The lines to be copied are those below that contain "ladle".

--------

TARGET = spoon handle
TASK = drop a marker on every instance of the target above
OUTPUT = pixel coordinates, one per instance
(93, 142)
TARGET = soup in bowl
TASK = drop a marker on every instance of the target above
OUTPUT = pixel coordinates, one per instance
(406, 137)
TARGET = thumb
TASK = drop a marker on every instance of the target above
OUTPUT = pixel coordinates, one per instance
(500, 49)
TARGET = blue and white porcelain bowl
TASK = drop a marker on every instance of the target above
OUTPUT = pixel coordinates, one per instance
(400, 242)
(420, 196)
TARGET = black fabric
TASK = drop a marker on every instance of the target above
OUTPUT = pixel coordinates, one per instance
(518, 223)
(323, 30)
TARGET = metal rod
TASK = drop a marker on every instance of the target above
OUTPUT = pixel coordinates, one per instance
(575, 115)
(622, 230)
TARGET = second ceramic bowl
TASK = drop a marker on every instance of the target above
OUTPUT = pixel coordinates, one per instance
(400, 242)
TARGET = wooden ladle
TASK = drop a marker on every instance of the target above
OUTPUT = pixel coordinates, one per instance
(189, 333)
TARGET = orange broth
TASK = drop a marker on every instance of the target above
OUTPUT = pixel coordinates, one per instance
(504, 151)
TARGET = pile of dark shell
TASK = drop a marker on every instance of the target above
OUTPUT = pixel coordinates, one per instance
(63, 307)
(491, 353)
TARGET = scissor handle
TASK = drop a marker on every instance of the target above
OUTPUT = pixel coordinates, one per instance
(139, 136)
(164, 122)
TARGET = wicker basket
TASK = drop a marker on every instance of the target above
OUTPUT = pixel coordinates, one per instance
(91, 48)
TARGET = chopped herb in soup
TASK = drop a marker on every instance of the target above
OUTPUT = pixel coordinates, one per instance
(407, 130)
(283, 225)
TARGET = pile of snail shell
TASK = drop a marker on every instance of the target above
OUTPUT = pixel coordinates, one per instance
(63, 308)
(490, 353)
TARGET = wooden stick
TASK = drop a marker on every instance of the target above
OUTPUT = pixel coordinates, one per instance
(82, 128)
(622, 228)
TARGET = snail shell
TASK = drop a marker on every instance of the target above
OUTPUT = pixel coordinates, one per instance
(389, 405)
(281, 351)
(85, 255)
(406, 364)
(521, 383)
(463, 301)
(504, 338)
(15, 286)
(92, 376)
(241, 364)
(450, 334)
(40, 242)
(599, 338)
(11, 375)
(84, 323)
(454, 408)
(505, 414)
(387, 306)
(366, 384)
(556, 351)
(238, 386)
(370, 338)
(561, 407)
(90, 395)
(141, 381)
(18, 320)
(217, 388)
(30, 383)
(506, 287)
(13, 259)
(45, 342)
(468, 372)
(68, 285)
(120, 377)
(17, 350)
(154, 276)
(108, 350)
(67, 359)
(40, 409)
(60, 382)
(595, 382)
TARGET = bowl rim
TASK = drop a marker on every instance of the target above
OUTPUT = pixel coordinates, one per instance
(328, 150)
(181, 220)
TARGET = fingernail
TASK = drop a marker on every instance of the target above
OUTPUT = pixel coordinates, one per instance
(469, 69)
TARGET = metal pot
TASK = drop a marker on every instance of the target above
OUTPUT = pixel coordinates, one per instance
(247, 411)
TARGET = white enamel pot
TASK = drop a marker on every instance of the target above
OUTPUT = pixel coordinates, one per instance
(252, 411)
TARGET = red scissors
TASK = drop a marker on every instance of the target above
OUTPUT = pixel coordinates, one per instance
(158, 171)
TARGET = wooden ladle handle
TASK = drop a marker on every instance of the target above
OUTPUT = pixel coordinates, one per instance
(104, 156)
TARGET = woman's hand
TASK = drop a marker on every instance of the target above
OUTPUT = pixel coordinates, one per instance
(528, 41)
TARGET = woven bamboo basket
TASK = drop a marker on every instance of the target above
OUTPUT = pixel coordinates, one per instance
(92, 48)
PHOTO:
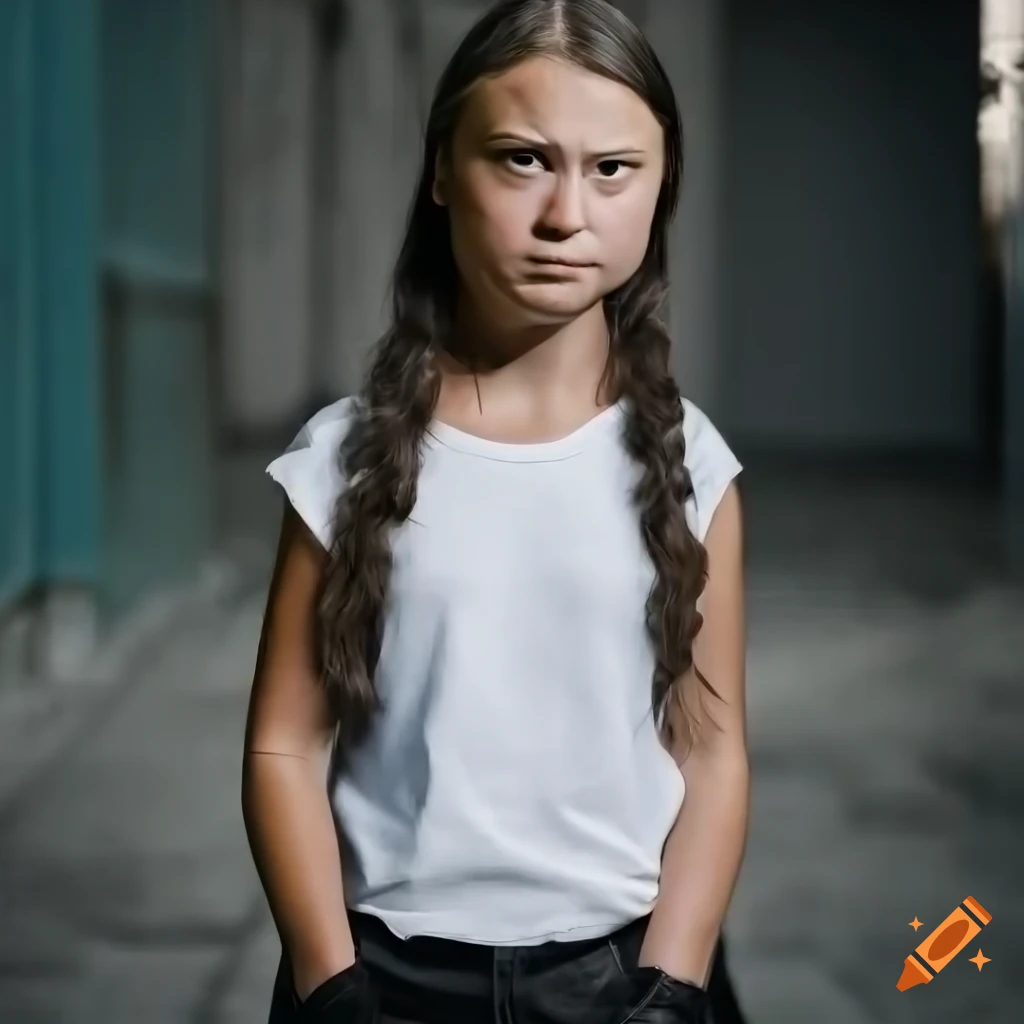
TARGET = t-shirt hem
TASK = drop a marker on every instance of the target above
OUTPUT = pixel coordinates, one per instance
(408, 926)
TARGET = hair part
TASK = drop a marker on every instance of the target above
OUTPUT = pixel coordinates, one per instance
(382, 453)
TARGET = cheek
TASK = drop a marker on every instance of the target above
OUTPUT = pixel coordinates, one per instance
(625, 230)
(488, 224)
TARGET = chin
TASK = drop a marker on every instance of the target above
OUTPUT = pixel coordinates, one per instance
(552, 302)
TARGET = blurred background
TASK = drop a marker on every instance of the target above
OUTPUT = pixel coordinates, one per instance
(200, 202)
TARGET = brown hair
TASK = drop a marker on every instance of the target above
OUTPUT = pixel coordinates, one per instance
(381, 455)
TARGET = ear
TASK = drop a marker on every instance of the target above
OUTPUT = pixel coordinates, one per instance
(439, 188)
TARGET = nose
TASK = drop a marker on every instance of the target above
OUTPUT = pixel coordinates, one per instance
(565, 213)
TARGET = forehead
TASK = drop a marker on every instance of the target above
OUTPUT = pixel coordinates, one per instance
(563, 103)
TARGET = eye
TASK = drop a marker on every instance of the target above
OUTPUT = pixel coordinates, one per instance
(523, 161)
(611, 168)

--------

Task output:
TARGET = wooden ladle
TARGET = wooden ladle handle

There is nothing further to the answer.